**WHAT IS REQUIRED**
If a line in the material below has the word "metal", copy it.

**INFORMATION SUPPLIED**
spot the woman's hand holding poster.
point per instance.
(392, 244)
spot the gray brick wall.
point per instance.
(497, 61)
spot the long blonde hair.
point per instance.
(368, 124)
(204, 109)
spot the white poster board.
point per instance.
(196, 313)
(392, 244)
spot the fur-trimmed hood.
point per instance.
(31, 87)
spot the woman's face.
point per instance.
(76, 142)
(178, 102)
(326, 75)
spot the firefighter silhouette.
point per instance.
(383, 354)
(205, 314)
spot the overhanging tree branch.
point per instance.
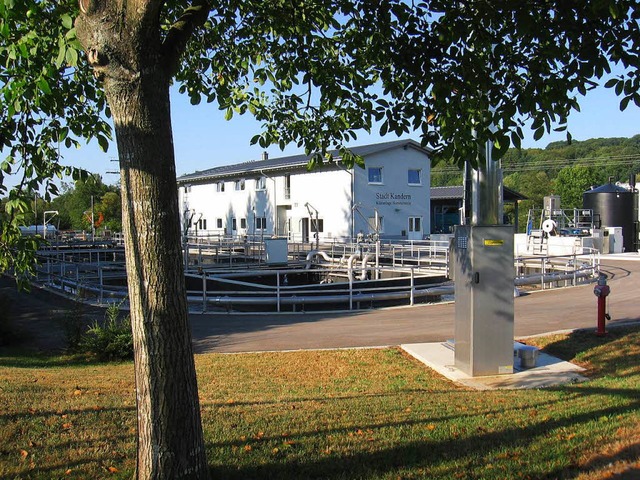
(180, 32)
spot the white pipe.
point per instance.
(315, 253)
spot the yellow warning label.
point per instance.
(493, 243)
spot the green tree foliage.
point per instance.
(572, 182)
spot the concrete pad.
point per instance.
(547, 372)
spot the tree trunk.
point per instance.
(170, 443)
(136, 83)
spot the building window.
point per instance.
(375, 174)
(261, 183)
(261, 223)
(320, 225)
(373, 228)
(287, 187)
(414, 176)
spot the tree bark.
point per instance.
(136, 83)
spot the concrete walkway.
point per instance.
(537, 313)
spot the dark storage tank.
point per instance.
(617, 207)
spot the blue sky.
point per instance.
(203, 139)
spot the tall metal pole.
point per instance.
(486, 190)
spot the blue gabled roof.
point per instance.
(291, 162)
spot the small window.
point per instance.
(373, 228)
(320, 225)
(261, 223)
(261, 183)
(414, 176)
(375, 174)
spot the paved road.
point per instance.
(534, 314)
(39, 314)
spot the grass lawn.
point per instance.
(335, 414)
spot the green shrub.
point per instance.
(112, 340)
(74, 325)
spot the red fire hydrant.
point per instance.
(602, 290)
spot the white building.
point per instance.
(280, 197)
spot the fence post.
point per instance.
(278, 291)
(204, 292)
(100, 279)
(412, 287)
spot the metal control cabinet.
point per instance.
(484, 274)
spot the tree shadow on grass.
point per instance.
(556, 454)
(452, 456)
...
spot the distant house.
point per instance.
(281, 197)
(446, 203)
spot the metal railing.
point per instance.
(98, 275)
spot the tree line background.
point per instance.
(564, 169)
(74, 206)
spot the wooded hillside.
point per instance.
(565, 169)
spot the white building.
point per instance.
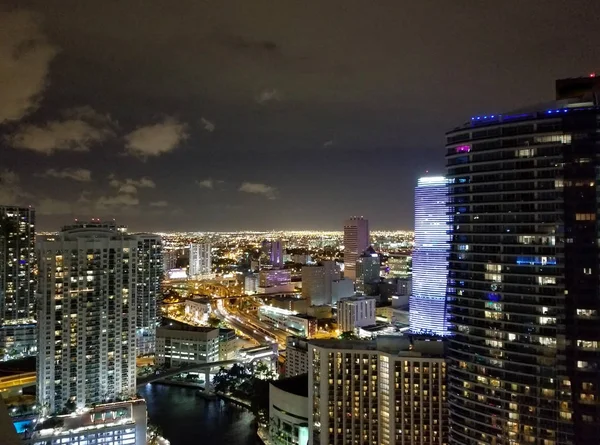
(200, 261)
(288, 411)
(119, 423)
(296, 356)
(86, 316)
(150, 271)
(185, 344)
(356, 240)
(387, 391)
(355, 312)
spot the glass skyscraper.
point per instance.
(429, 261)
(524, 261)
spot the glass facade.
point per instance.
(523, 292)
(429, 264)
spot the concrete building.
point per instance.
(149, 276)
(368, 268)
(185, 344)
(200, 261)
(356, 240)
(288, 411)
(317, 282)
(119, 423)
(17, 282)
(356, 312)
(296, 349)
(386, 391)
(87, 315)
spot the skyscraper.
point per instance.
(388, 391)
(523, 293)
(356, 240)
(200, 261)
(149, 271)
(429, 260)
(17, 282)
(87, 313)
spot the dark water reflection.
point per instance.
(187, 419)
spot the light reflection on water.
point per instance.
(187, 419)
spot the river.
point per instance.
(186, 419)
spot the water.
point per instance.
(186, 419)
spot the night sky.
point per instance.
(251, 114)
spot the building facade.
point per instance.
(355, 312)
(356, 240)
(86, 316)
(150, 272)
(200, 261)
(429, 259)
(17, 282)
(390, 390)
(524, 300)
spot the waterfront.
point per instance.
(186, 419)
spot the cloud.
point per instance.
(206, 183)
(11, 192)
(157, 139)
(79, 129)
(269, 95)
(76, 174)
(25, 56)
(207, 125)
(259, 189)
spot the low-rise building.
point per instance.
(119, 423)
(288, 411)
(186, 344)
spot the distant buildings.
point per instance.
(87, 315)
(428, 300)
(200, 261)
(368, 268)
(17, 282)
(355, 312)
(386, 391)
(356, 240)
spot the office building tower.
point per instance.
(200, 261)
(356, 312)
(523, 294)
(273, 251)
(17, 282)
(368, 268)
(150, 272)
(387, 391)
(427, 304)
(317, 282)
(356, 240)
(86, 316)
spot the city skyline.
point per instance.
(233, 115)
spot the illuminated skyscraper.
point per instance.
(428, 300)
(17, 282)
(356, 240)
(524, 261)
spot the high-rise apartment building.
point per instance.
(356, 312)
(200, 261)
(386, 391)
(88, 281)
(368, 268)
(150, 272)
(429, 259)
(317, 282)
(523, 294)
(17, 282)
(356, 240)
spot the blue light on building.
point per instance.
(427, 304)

**RESPONSE TO THE TASK**
spot the tall metal pole.
spot the metal control cabinet.
spot the metal railing.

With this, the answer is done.